Update the material below by changing every "Roadside-survey request" to "Field-survey request" and keeping everything else the same. Leave the pictures out of your answer.

▶ **Source data**:

--- --- ---

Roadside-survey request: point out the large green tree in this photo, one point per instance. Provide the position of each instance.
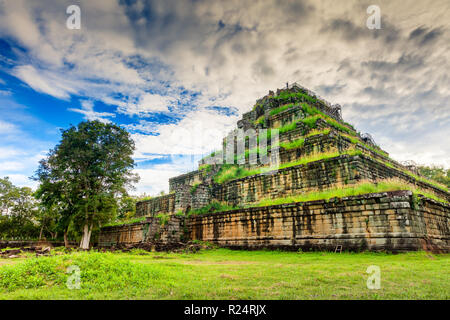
(86, 173)
(18, 211)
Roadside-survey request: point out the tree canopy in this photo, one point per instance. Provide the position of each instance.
(86, 173)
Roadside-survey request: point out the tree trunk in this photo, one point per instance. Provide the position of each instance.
(66, 241)
(86, 238)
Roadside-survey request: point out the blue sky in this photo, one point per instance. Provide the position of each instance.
(178, 75)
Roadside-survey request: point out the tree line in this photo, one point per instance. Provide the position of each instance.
(83, 183)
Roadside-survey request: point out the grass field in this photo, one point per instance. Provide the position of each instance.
(226, 274)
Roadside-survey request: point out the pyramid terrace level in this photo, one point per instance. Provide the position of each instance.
(325, 185)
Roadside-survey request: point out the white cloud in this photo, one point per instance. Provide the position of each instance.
(199, 132)
(87, 109)
(45, 82)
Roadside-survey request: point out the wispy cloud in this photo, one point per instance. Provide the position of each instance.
(160, 66)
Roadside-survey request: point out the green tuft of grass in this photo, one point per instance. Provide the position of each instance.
(123, 222)
(230, 274)
(280, 109)
(214, 206)
(99, 272)
(294, 144)
(360, 188)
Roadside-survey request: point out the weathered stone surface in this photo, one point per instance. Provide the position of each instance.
(388, 220)
(318, 225)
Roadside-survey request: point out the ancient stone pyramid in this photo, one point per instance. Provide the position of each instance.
(325, 186)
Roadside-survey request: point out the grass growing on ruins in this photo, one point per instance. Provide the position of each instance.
(226, 274)
(360, 188)
(280, 109)
(230, 172)
(126, 221)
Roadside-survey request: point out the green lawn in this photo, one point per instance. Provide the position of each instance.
(226, 274)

--- --- ---

▶ **Exercise output**:
Field-survey request: point out the large green tree in this photo, one point per instance. Provide the position of each instance.
(86, 173)
(18, 211)
Field-survey request: point out the tree canopy in this photo, one point per instance. Provide the position of each instance.
(86, 173)
Field-survey request: point out the tree trunk in this photo, one point per instance. Provide the position of each instance.
(66, 241)
(86, 238)
Field-survey request: point out the blue sky in this photo, one point per instance. Provide the position of each instance.
(178, 75)
Field-survey request: point out the tree line in this photo, one point per instance. Provide the position of each instance.
(83, 183)
Field-survey request: point out the grass field in this photo, one point per instance. Provide the position of each instance.
(226, 274)
Field-survey request: point out the pyramid terrace level in this photo, one point per instance. Provide the position of each instance.
(325, 185)
Field-survey request: point out the white cloud in this photo, one point per instance. Provide the position of each instance.
(199, 132)
(87, 109)
(45, 82)
Field-survey request: point out the wispy cloud in this photo, one point per instance. Provide the position of each instance.
(160, 66)
Field-survey request: point out the green tuft of grass in this photo, one point per instance. Provide the position of each instance.
(123, 222)
(230, 274)
(280, 109)
(214, 206)
(99, 272)
(294, 144)
(360, 188)
Field-survey request: point out the weathered stone surface in this photo, one point per instance. Provide the position of each instance.
(388, 220)
(318, 225)
Field-survey request: point out the ancient stone pyramid in this photo, one point per instance. Provide the position of each instance.
(325, 186)
Field-survey request: point out the grass growing on ruins in this photo, one point per instance. Provide the position of each instance.
(226, 274)
(360, 188)
(280, 109)
(230, 172)
(126, 221)
Field-survey request: point out the green lawn in this photo, one point per instance. Provide the position of each instance.
(226, 274)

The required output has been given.